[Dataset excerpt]
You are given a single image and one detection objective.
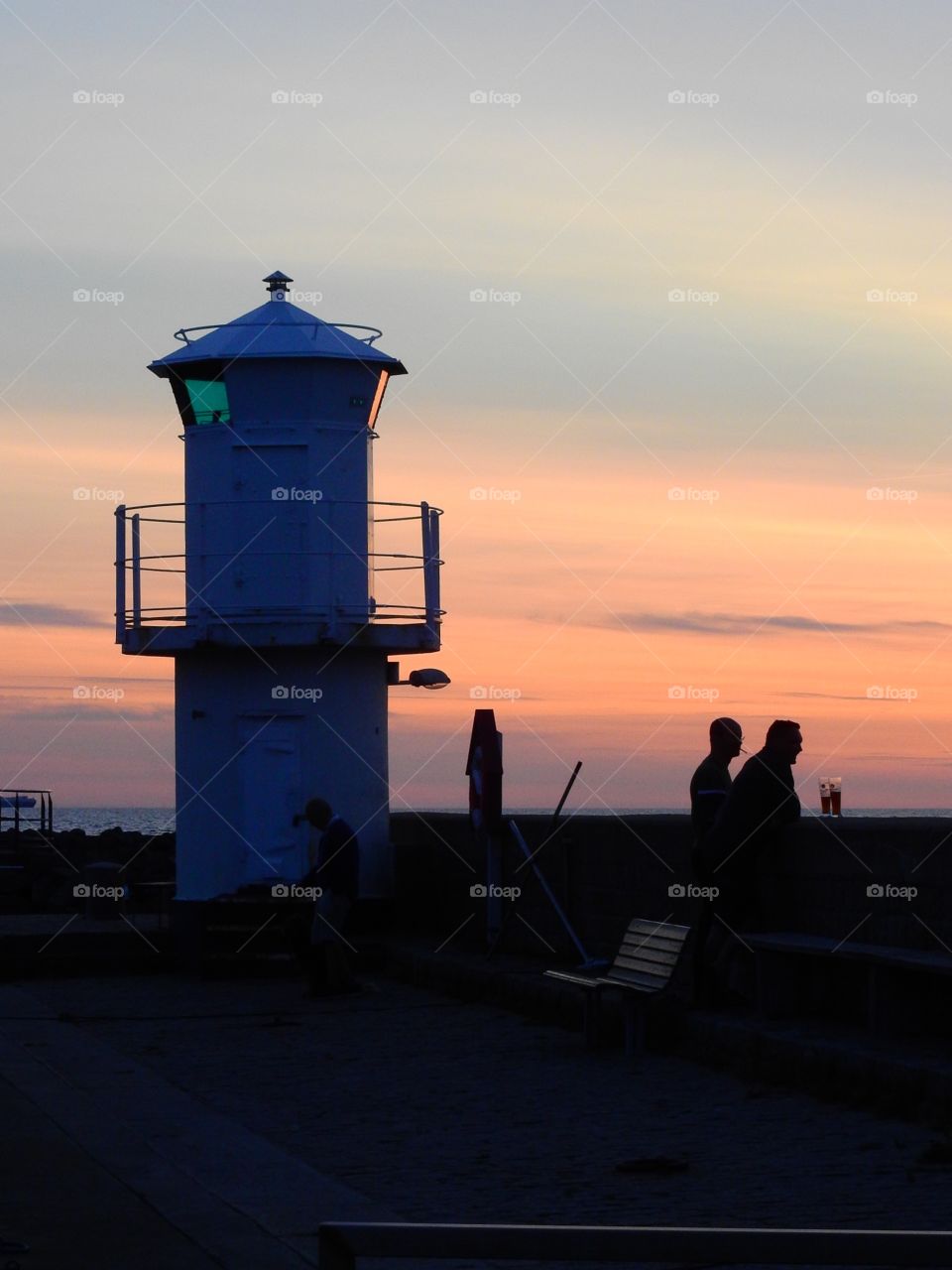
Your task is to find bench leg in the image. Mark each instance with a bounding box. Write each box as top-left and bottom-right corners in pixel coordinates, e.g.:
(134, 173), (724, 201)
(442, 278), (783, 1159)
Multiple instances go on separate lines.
(625, 1004), (645, 1058)
(583, 992), (599, 1049)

## The task
Render every line of the entries above as a JSON list of strings, one string per line, skipping blank lines and leaving out the pictures.

## Solution for this exercise
[
  "You are given a single image and one detection objective.",
  "Your task is to find bench leg in the image. Mark each instance with a bounding box. Write each box as top-left and bottom-right corners in pixel coordinates, e.g.:",
  "(134, 173), (724, 201)",
  "(442, 278), (783, 1159)",
  "Multiple instances go on separate lines.",
  "(625, 1004), (645, 1058)",
  "(583, 992), (599, 1049)"
]